» AIM
Quote every line below exactly as it reads.

» EXTRACTED RECORDS

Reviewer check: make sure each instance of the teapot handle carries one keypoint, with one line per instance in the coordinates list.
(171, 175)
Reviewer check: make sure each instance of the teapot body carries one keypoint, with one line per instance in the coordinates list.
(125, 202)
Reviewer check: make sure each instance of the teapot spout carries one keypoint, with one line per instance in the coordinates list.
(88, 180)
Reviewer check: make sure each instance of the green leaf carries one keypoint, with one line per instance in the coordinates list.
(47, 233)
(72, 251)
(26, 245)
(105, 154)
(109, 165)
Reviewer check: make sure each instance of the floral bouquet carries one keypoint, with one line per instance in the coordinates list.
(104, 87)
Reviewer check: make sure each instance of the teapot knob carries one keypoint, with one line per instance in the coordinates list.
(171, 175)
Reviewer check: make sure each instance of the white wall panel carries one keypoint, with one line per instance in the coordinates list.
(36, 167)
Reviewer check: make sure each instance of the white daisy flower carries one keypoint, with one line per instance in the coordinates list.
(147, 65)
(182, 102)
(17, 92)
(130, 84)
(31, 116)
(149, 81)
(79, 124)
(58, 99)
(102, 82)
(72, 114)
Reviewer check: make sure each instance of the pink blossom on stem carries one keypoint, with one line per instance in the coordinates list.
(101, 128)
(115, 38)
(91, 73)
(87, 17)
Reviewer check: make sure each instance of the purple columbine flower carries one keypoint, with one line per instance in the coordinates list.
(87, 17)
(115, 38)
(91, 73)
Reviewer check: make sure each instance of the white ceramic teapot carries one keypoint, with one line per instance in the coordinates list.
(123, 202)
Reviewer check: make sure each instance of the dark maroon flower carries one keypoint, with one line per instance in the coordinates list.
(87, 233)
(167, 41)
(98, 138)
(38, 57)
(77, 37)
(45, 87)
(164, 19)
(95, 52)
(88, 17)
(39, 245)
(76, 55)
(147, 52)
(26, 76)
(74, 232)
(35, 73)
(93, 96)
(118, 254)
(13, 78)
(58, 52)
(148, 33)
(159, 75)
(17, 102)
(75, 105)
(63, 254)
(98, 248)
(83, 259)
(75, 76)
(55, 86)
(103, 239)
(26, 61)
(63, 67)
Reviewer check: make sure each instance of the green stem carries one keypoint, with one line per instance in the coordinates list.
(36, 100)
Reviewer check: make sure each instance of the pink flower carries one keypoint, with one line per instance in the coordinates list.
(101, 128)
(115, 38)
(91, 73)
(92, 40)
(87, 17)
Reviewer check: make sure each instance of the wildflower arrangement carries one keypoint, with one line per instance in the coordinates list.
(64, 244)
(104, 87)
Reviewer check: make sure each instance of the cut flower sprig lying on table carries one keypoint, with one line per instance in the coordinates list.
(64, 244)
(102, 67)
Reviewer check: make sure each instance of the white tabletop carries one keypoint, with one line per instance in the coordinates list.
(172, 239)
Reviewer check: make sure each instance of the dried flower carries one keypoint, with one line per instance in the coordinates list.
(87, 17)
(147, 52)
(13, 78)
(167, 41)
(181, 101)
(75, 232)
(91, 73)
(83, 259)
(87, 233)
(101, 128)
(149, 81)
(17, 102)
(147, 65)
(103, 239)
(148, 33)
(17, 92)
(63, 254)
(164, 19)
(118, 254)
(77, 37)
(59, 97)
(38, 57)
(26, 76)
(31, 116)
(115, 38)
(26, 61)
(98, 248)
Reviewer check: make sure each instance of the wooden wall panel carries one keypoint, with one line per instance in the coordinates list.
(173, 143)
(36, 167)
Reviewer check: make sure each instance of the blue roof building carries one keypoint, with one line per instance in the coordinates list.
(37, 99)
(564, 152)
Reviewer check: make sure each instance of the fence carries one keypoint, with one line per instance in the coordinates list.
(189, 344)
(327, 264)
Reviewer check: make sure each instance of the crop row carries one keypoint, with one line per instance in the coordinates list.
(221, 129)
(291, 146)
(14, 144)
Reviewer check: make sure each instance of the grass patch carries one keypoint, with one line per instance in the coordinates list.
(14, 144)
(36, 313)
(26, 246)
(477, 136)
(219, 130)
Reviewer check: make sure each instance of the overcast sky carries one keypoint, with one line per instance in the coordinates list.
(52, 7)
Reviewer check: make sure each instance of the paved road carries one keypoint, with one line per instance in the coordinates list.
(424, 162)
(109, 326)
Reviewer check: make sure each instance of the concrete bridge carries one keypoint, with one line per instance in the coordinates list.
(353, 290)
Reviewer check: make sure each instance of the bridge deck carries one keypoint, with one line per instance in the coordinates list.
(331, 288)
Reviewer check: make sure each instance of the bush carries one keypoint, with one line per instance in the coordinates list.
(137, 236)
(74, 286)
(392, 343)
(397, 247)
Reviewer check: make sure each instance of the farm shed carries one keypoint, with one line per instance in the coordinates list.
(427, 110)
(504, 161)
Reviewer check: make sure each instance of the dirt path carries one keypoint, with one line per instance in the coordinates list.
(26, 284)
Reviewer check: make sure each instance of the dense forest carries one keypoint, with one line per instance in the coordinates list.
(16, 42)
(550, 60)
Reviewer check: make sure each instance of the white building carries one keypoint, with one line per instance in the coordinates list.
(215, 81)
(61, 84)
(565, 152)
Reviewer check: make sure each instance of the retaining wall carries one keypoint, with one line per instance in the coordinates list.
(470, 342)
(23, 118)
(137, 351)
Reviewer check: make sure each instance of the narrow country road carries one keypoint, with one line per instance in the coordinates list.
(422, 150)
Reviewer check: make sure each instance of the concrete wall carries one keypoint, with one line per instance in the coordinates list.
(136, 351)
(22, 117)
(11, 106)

» ANSWER
Reviewer check: make sure each instance of the teapot handle carries one keypoint, with one line per instance in the coordinates list.
(171, 175)
Reviewer check: make sure each instance of the teapot body carries one keypoint, with one line per instance in the coordinates list.
(125, 202)
Reviewer check: make sure each instance of the teapot spout carries one keypoint, with one line per instance in the coordinates list.
(88, 180)
Reviewer check: make sure each instance of the green leaf carries one keypoint, with one line per instance in the coordinates list.
(47, 233)
(72, 251)
(26, 245)
(105, 154)
(109, 165)
Reviewer check: make sure each instance of the floral bouquet carries one keypoint, with one line per instance in the coordinates list.
(104, 87)
Reviewer check: make sure each instance of the teapot knob carries one keypoint, with one line per instance in the coordinates list.
(171, 175)
Reviewer check: make sure each instance of the white wall panel carries one keypoint, with one line per instance in the coordinates list.
(36, 167)
Reviewer check: make sure each instance of the white daisy flower carries one keypoint, with one line per instance in the coordinates list.
(147, 65)
(182, 102)
(17, 92)
(130, 84)
(31, 116)
(149, 81)
(79, 124)
(58, 99)
(102, 82)
(72, 114)
Reviewer check: make sure each instance of the pink blossom on stem carries one keypoint, with one line per instance in the coordinates list.
(101, 128)
(115, 38)
(91, 73)
(87, 17)
Reviewer check: make sure each instance of the purple columbine flower carries one keypoint, with one line per instance in the coordinates list.
(87, 17)
(115, 38)
(91, 73)
Reviewer check: make sure each instance of the white ceramic teapot carries one keypoint, with one line per instance in the coordinates list.
(123, 202)
Reviewer check: make sure each instance of the dark maroon flower carries one keypoint, with one line per instance in the coordinates list.
(87, 233)
(167, 41)
(98, 138)
(38, 57)
(77, 37)
(45, 87)
(164, 19)
(95, 52)
(88, 17)
(39, 245)
(76, 55)
(147, 52)
(26, 76)
(74, 232)
(35, 73)
(93, 96)
(118, 254)
(13, 78)
(58, 52)
(148, 33)
(159, 75)
(17, 102)
(75, 105)
(63, 254)
(98, 248)
(83, 259)
(75, 76)
(55, 86)
(103, 239)
(26, 61)
(63, 67)
Reviewer check: make sure each instance of the green stem carries one keypoint, with one line per instance in the coordinates list.
(36, 100)
Reviewer check: make sure each instance of the pink flower carries one keypoint, with one line per instance in the coordinates list.
(101, 128)
(115, 38)
(91, 73)
(92, 40)
(87, 17)
Reviewer check: make sure each instance of the wildflower arrangement carries one keypoint, with one line per instance in the coordinates list.
(64, 244)
(104, 87)
Reviewer check: make sure each instance of the cut flower sprig lying on table carries one keypoint, with one line per instance in the coordinates list.
(64, 244)
(102, 67)
Reviewer check: make sure each instance of the white tabletop carries one keypoint, with one line per instance in the coordinates list.
(172, 239)
Reviewer check: make sure each instance of the dried flower carries one keypoint, with one line per instance in the coordinates list.
(87, 17)
(147, 52)
(13, 78)
(167, 41)
(181, 101)
(75, 232)
(91, 73)
(83, 259)
(87, 233)
(101, 128)
(149, 81)
(17, 102)
(147, 65)
(103, 239)
(148, 33)
(17, 92)
(63, 254)
(164, 19)
(118, 254)
(77, 37)
(59, 97)
(38, 57)
(26, 76)
(31, 116)
(115, 38)
(26, 61)
(98, 248)
Reviewer check: make sure each instance of the wooden wall panel carries one keypoint, with one line per instance in the coordinates list.
(173, 143)
(36, 167)
Reviewer check: make sure each instance of the blue roof building carries one keypoint, with one line per instance in the coordinates list.
(37, 99)
(564, 152)
Reviewer check: make sure each instance of the fence carries one keypoint, with one line per instance in the coordinates list.
(189, 344)
(327, 264)
Reviewer check: make sure each instance of the crop row carries one keypoint, with one line per instance in the coordinates list.
(221, 129)
(291, 146)
(14, 144)
Reviewer check: make sure each instance of the grass patch carries one keypoint, with one line per instance in the coordinates list.
(14, 144)
(36, 313)
(26, 246)
(477, 136)
(219, 130)
Reviewer check: make sure each instance of the overcast sky carries one keypoint, with one line per instance in the coordinates list.
(52, 7)
Reviewer check: make sure each instance of the paved road carries one keypoint, with one line per instance in the coordinates list.
(424, 162)
(109, 326)
Reviewer check: make sure each instance of the concrete bridge carries one keypoint, with one line per instance in the coordinates list.
(353, 290)
Reviewer check: make sure each instance of the bridge deck carries one keypoint, with one line per instance in the coordinates list.
(331, 288)
Reviewer check: make sure each instance of the bush carries one keypoint, with one line per instance in the coordinates list.
(137, 236)
(74, 286)
(392, 343)
(397, 247)
Reviewer check: make sure each instance of the farm shed carries one keypoint, with one line per instance in the coordinates list.
(427, 110)
(504, 161)
Reviewer check: make sure each instance of the dirt path carries one keypoint, with one line per instance in the coordinates list.
(26, 284)
Reviewer check: make sure each instance of the dense forest carries one keypoint, with one line per instance in the coordinates list.
(16, 42)
(550, 60)
Reviewer check: make sure each instance of the white building carries one keypoint, with one line per instance in the coordinates list.
(215, 81)
(61, 84)
(565, 152)
Reviewer check: make sure each instance of the retaining wall carries one keypoint, with one line per instance in the coordinates list.
(470, 342)
(23, 118)
(137, 351)
Reviewer check: make sure each instance of the narrow country road carries one keypoint, with one line per instance in the coordinates list.
(422, 150)
Reviewer check: make sure each instance of the concrete wall carries one keypoint, with one line per instance in the coordinates list.
(136, 351)
(22, 117)
(11, 106)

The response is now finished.